- Required actions -
(a) In the source text, what procedural change does John Taylor say the CBO made to its long-term projections?
(b) List every source of error in models that the source text names.
(c) Rewrite the source text from "The second CBO" to "at the link.", putting "ten-year" in place of "long-term".

- Source text -
* * * * * * * * *

4. If I am correct about cost shifting, then increasing the share of poor people with insurance should enable hospitals to hold down prices. I doubt that we have seen much of an effect like this.

5. I have thought that uncompensated care is a relatively small part of overhead expense at most hospitals. But perhaps if I were on top of the literature my thinking would be different.

6. An alternative to Medicaid would be to have the government provide substantial funding to charitable organizations that provide health care to poor people. Perhaps if there were many charitable organizations in competition with one another, the best of them might find ways to get health care providers and their patients to utilize treatment more efficiently.

The CBO gets worse

John Taylor writes,

The second CBO procedural change was to discontinue the use of the “alternative fiscal scenario” in the long-term projections

There is more at the link.

I think that CBO modeling is way over-rated and biased toward interventionist policies. I would take them out of the modeling business almost entirely.

For budget projections, you need to do modeling. Budget projections are numbers, after all.

But models are subject to all sorts of errors. GDP growth could turn out to be higher or lower than expected. Interest rates could be higher or lower than expected. Your estimates of the cost of programs could be off, because people may respond to incentives differently than what you expect. Laws may change.

Given these sources of error, scenario analysis is a must. The CBO should be doing more scenario analysis, not less. I am increasingly convinced that the CBO as it currently operates is performing a huge disservice to public policy. Congress should make major reforms to the mission and operations of the CBO.

Elasticity of economic beliefs

Bryan Caplan writes,

If you’re even mildly Keynesian, you know that downward nominal wage rigidity occasionally leads to lots of involuntary unemployment. If, like most Keynesians, you think that your view is backed by overwhelming empirical evidence, I have a challenge for you: Explain why market-driven downward nominal wage rigidity leads to unemployment without implying that a government-imposed minimum wage leads to unemployment. The challenge is tough because the whole point of the minimum wage is to intensify what Keynesians correctly see as the fundamental cause of unemployment: The failure of nominal wages to fall until the market clears.

* * * * * * * * *

- Data under study -
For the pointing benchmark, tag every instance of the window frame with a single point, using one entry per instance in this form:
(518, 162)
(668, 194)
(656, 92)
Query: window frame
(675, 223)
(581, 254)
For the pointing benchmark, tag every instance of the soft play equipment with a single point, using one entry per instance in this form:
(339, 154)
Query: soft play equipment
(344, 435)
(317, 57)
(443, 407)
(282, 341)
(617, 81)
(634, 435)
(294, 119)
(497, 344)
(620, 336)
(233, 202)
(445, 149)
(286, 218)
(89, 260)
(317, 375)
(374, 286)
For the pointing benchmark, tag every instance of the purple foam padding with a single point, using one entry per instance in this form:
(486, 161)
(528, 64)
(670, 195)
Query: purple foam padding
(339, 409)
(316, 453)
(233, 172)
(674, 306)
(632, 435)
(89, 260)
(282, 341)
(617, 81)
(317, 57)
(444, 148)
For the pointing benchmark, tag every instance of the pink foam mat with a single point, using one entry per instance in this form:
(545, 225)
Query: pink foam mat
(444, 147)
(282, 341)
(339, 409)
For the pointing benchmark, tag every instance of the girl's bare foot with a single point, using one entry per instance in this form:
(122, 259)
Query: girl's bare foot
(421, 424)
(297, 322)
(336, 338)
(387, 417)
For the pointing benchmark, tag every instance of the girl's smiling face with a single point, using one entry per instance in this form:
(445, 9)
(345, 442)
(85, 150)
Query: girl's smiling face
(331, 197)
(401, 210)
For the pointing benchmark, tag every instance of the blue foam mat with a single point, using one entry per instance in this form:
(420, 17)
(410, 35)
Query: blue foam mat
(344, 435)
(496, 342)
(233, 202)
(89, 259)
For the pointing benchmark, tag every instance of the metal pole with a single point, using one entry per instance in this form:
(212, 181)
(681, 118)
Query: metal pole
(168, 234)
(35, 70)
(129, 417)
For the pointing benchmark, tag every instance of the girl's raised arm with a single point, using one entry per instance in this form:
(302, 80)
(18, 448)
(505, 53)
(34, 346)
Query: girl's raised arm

* * * * * * * * *

- Answers below -
(a) It stopped using the "alternative fiscal scenario" in its long-term projections.

(b)
- GDP growth could be higher or lower than expected.
- Interest rates could be higher or lower than expected.
- Estimates of the cost of programs could be off, because people may respond to incentives differently than expected.
- Laws may change.

(c)
The second CBO procedural change was to discontinue the use of the “alternative fiscal scenario” in the ten-year projections

There is more at the link.